Perang India-Pakistan, MITI: Indonesia Harus Perkuat Pertahanan Udara - Telusur

Perang India-Pakistan, MITI: Indonesia Harus Perkuat Pertahanan Udara

Ilustrasi

telusur.co.id - Meletusnya perang India-Pakistan mensyiratkan pesan bahwa Pemerintah Indonesia harus segera merealisasikan sistem penguatan pertahanan udara nasional dengan fokus pada kemandirian teknologi dan integrasi sistem pertahanan yang bersifat hibrida. 

“Pertempuran udara pada 7 Mei 2025 dalam "Operasi Sindoor" menunjukkan dinamika kompleks antara teknologi dan strategi," kata Peneliti Masyarakat Ilmuwan dan Teknolog Indonesia (MITI) Larasmoyo Nugroho di Jakarta, Rabu (14/5/2025). 

Dia menilai, menyeb keberhasilan Pakistan menjatuhkan Rafale milik India, serta keberhasilan India menembak balik F-16 Pakistan pada Mei 2025 menunjukan bahwa pertempuran modern sangat bergantung pada keandalan dan kemampuan peralatan tempur udara.

"Pakistan mengklaim menembak jatuh lima pesawat India, termasuk tiga Rafale, satu Sukhoi Su-30, dan satu MiG-29, menggunakan jet J-10C dan rudal PL-15. Sebaliknya, India melaporkan sistem S-400 berhasil menembak jatuh satu F-16, dua JF-17, dan satu AWACS Pakistan, menunjukkan kekuatan pertahanan udara berbasis rudal. Konflik ini menggarisbawahi beberapa faktor kunci yang relevan bagi Indonesia,” kata Larasmoyo.

Peneliti BRIN tersebut menyebutkan, Pakistan berhasil mengintegrasikan jet J-10C Tiongkok dengan strategi lokal, sementara India memanfaatkan S-400 Rusia untuk menembak jatuh F-16.

Indonesia, yang mengoperasikan Rafale dan berencana mengakuisisi lebih banyak aset impor, harus memastikan integrasi dengan sistem lokal untuk mengurangi kerentanan.

Sementara Pakistan menggunakan sistem AWACS ZDK-03 dan Saab 2000 AEW&C untuk deteksi dini, didukung jamming elektronik untuk mengacau komunikasi musuh. Sedangkan India memanfaatkan S-400 untuk intersepsi jarak jauh. 

"Indonesia masih kekurangan sistem deteksi canggih dan teknologi jamming untuk menghadapi ancaman modern," ucapnya. 

Pakistan mengandalkan jet JF-17 karya bersama Tiongkok, sementara India menggunakan teknologi Rusia dan Prancis. Indonesia harus mempercepat pengembangan KFX/IFX versi lokal dan rudal lokal untuk mengurangi ketergantungan impor.

───

→ **SOAL LATIHAN**
A – Salin persis bagian artikel tentang perang India-Pakistan dari "Sementara Pakistan menggunakan" sampai "mengurangi ketergantungan impor.".
B – Menurut artikel tentang perang India-Pakistan, mengapa Indonesia harus memastikan integrasi dengan sistem lokal? Jelaskan dalam satu hingga tiga kalimat.

→ **INFORMASI YANG DIBERIKAN**
───

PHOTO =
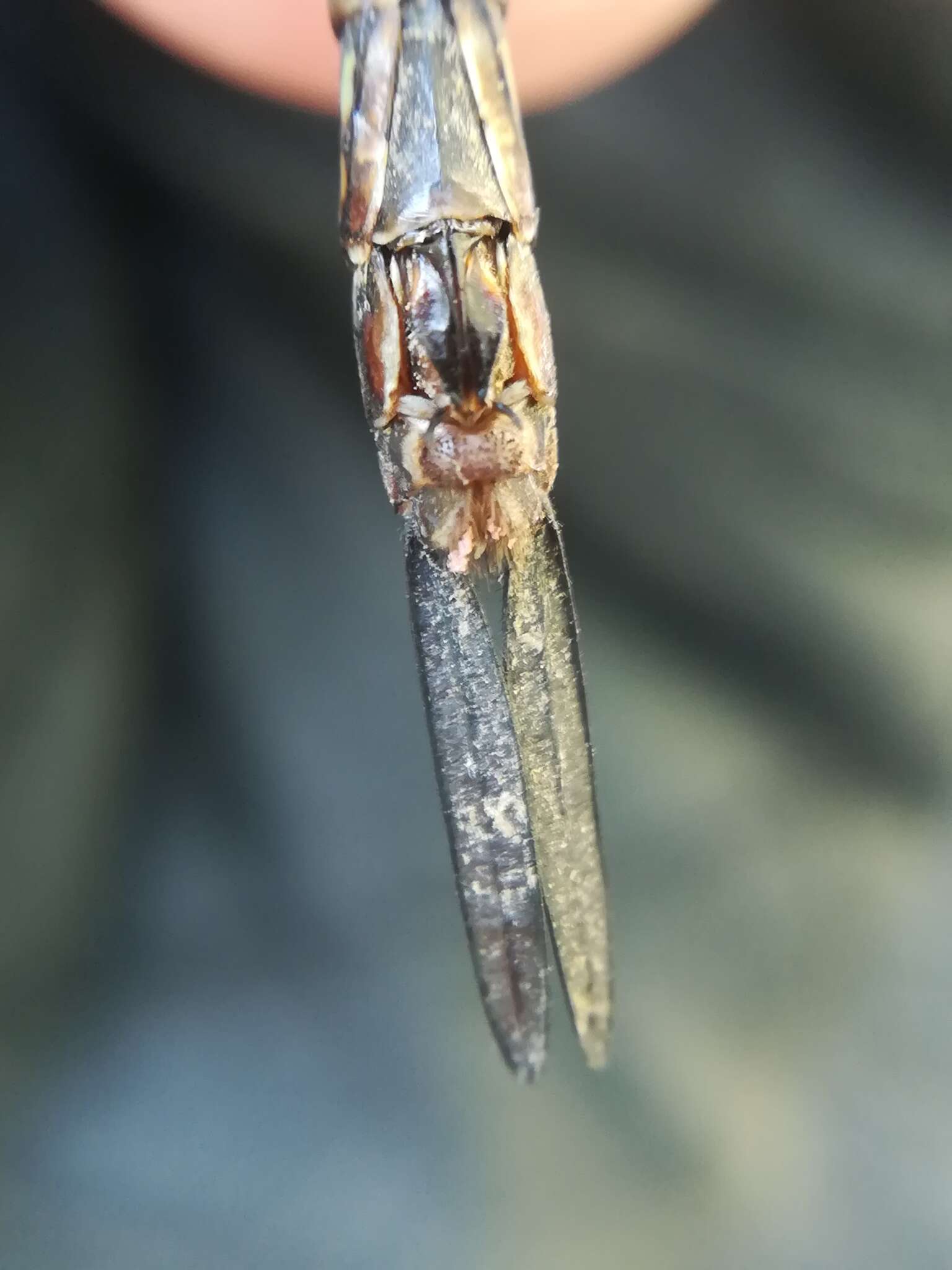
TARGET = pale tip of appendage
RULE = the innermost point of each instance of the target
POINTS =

───

→ **JAWABAN LATIHAN**
A –
Sementara Pakistan menggunakan sistem AWACS ZDK-03 dan Saab 2000 AEW&C untuk deteksi dini, didukung jamming elektronik untuk mengacau komunikasi musuh. Sedangkan India memanfaatkan S-400 untuk intersepsi jarak jauh. 

"Indonesia masih kekurangan sistem deteksi canggih dan teknologi jamming untuk menghadapi ancaman modern," ucapnya. 

Pakistan mengandalkan jet JF-17 karya bersama Tiongkok, sementara India menggunakan teknologi Rusia dan Prancis. Indonesia harus mempercepat pengembangan KFX/IFX versi lokal dan rudal lokal untuk mengurangi ketergantungan impor.

B – Indonesia mengoperasikan Rafale dan berencana mengakuisisi lebih banyak aset impor. Karena itu, integrasi dengan sistem lokal harus dipastikan untuk mengurangi kerentanan.